(Entries taken from a collection)

------------------------------

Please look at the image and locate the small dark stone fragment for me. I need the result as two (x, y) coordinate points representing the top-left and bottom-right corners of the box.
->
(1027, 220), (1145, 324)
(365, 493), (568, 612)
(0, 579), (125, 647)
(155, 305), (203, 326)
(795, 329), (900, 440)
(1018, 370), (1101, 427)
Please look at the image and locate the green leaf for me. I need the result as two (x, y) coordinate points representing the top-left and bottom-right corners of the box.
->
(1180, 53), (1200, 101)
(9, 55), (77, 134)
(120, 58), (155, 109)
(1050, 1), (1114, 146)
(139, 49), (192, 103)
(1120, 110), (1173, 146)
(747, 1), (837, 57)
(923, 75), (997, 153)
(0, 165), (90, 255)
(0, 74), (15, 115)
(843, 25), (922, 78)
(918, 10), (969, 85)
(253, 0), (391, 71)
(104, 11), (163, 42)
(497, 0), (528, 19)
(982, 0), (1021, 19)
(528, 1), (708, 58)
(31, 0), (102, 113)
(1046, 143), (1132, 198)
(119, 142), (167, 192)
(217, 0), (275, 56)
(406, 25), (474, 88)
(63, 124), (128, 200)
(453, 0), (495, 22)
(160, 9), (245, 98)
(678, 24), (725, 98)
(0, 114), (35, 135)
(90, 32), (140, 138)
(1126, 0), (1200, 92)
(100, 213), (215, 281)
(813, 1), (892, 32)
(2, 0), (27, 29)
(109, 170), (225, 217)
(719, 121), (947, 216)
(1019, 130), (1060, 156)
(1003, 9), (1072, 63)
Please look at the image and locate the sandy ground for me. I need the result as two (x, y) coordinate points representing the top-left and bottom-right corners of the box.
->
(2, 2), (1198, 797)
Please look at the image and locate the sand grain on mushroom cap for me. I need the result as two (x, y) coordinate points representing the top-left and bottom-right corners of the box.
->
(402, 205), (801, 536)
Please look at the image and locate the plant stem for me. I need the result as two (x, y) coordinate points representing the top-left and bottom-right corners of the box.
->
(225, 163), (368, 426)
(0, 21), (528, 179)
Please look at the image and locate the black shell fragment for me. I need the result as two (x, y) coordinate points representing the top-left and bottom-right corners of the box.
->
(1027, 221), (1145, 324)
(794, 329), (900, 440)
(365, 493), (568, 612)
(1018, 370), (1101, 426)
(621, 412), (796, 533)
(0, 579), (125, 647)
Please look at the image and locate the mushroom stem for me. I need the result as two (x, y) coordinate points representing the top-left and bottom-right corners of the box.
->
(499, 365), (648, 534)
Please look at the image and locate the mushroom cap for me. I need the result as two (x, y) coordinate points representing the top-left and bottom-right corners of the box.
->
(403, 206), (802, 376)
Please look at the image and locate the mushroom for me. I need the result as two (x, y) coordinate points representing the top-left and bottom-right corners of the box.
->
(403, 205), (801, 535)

------------------------------

[DIRECTIONS]: An exact copy of every record is what the answer must contain.

[EXERCISE OUTPUT]:
Please look at the image and locate the small dark stone fragment for me. I need the result as two (x, y) coordinate points representing the top-left and bottom-right corners of the box.
->
(1027, 220), (1145, 324)
(365, 493), (568, 612)
(0, 579), (125, 647)
(155, 305), (203, 326)
(795, 329), (900, 440)
(1018, 370), (1101, 427)
Please look at the image and locate the green leaf for me. I need the result as two (x, y) coordinate points representing the top-left and bottom-right corners of the box.
->
(1180, 53), (1200, 101)
(9, 55), (77, 134)
(120, 58), (155, 109)
(1050, 1), (1114, 146)
(139, 49), (192, 103)
(1120, 110), (1173, 146)
(747, 1), (837, 57)
(923, 75), (997, 153)
(0, 165), (90, 255)
(0, 74), (15, 115)
(843, 25), (922, 78)
(918, 10), (969, 85)
(253, 0), (391, 71)
(104, 11), (163, 42)
(497, 0), (528, 19)
(982, 0), (1021, 19)
(528, 1), (708, 58)
(31, 0), (102, 113)
(1046, 143), (1132, 198)
(119, 142), (167, 192)
(217, 0), (275, 56)
(406, 25), (474, 88)
(63, 124), (128, 200)
(453, 0), (495, 22)
(160, 9), (245, 98)
(678, 24), (725, 98)
(0, 114), (35, 135)
(90, 32), (140, 138)
(1126, 0), (1200, 92)
(100, 213), (215, 281)
(813, 1), (892, 32)
(2, 0), (27, 29)
(109, 170), (225, 217)
(719, 121), (947, 216)
(1019, 130), (1060, 156)
(1003, 9), (1072, 63)
Please look at the image and locate the sandy ground for me. I need the result as two (x, y) coordinate points representing the top-left and bottom-right corners of the box.
->
(2, 2), (1198, 797)
Please look at the image and locate the sand grain on mushroom cap for me. I need the result as two (x, y) coordinate points representing the top-left and bottom-right corners of the box.
->
(402, 205), (801, 536)
Please look at the image and locate the plant stem for me. I need the result as two (x, y) coordinate points representing the top-left and bottom-right corners of the box.
->
(225, 163), (368, 426)
(0, 21), (528, 179)
Please look at the image and locate the black shell fragment for me. I need the result as two (x, y) coordinate points representing the top-left and bottom-right corners of the box.
->
(1027, 221), (1145, 324)
(794, 329), (900, 440)
(365, 493), (568, 612)
(1018, 370), (1101, 426)
(621, 412), (796, 533)
(0, 579), (125, 647)
Please look at the image and locate the mushroom stem for me. I need the result as two (x, y) coordinate points representing the top-left and bottom-right corners of the box.
->
(499, 365), (648, 534)
Please look at the image and locate the mushroom cap for me. I need the result as two (x, y) coordinate points representing the top-left and bottom-right corners of the box.
->
(403, 206), (802, 376)
Please look at the image and locate the mushroom for me. I need the result as two (x, y) coordinate points representing the top-left and bottom-right corners of the box.
->
(403, 205), (801, 535)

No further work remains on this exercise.